→ Tasks and exercises
1: Please copy the part of the tDCS article below word for word, starting at "Researchers from the" and ending at "doing to themselves.".
2: For each statement, answer yes or no according to the tDCS article below, and quote the words that decide it. (a) Deep brain stimulation helped patients with depression. (b) The open letter came from 39 researchers. (c) The U.S. Food and Drug Administration has approved tDCS.

→ Passage shown
+++

Do-it-yourself transcranial direct current stimulation, or tDCS, is not very well understood and people attempting to treat conditions like depression or anxiety, or to improve their cognitive function, may be endangering the proper function of their brains, researchers say in a letter published in the Annals of Neurology.

Several methods of brain stimulation have been the subject of studies in the last several years to mixed results, in part because researchers are still learning how electricity delivered to the brain affects not only the parts stimulated, but parts of the brain that have not been stimulated.

Among the methods tested are deep brain stimulation, which requires doctors to drill a small hole in the skull and insert an electrode into the brain, and was not effective at helping patients with depression, and repetitive transcranial stimulation, which delivers magnetic pulses to the brain, and showed some efficacy for anorexia patients.

Most forms of brain stimulation are expensive and difficult, however tDCS requires a device with electrodes and a headband in order to deliver an electrical current to the brain.

Studies with tDCS have helped patients eat less and increase weight loss, and other studies have shown it can help with depression and anxiety, with others suggesting it can help with creativity, focus and other improvements to basic cognitive function.

Researchers from the University of Pennsylvania and Harvard Medical School, and neuroscientists from other institutions, express a sense of growing alarm at people buying or making devices -- a Google search turns up several for sale that are affordably priced -- because of the damage they may be doing to themselves.

In the open letter, the 39 researchers outline basic reasons why people may be harming themselves in ways experts in the field cannot be sure about.

In addition to stimulation affecting more than just the targeted brain region, the actions of a patient during tDCS can affect how the treatment alters their brain, such as whether they are reading a book, watching television or staring at a wall.

Research into tDCS is based on treating medical conditions, rather than enhancing healthy brains, changing the relationship of the treatment's risks and benefits, which also vary highly from person to person.

The main concern, the researchers say, is that while they have gained knowledge in tDCS studies, they really are unsure of the full effects of electrically stimulating one's brain -- which is why the treatment remains experimental and unapproved by the U.S. Food and Drug Administration.

"It is important for people to understand why outcomes of tDCS can be unpredictable, because we know that in some cases, the benefits that are seen after tDCS in certain mental abilities may come at the expense of others," Dr. Rachel Wurzman, a postdoctoral research fellow at the University of Pennsylvania, said in a press release. "Given the possibility that the improper use of our articles might cause harm, as a community we felt it necessary -- an ethical obligation -- to explain in a peer-reviewed journal why it is that we generally do not encourage do-it-yourself use of tDCS."

+++

→ Data section

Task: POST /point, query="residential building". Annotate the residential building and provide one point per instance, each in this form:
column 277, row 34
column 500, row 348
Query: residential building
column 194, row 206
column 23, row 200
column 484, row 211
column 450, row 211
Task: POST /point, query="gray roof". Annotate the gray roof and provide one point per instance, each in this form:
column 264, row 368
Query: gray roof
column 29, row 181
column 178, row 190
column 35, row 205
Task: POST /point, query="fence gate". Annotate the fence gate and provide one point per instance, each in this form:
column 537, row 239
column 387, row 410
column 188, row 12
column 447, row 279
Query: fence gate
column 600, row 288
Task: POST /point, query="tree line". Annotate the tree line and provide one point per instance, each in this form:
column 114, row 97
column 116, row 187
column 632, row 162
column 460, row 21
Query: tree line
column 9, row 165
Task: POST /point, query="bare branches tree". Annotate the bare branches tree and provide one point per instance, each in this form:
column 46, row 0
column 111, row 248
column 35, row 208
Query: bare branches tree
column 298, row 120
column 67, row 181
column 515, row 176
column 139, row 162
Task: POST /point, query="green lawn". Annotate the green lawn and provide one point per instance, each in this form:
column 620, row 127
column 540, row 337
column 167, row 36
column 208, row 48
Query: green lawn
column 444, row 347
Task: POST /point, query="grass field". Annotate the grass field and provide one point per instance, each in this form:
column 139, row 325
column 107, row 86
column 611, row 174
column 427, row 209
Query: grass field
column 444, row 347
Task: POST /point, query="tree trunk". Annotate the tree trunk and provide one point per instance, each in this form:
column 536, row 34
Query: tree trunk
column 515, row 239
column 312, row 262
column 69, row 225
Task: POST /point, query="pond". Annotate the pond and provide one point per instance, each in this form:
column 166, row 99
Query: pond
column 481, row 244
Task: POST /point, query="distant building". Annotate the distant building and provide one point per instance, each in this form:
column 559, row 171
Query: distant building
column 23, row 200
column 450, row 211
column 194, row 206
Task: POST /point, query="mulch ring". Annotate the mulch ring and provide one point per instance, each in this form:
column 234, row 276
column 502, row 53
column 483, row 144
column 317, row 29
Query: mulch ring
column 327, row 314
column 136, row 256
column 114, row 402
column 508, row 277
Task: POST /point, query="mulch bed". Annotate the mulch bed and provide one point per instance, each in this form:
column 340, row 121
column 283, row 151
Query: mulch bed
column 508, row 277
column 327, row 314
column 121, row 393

+++

→ Solution list
1:
Researchers from the University of Pennsylvania and Harvard Medical School, and neuroscientists from other institutions, express a sense of growing alarm at people buying or making devices -- a Google search turns up several for sale that are affordably priced -- because of the damage they may be doing to themselves.

2:
(a) No: "was not effective at helping patients with depression"
(b) Yes: "the 39 researchers outline basic reasons"
(c) No: "remains experimental and unapproved by the U.S. Food and Drug Administration"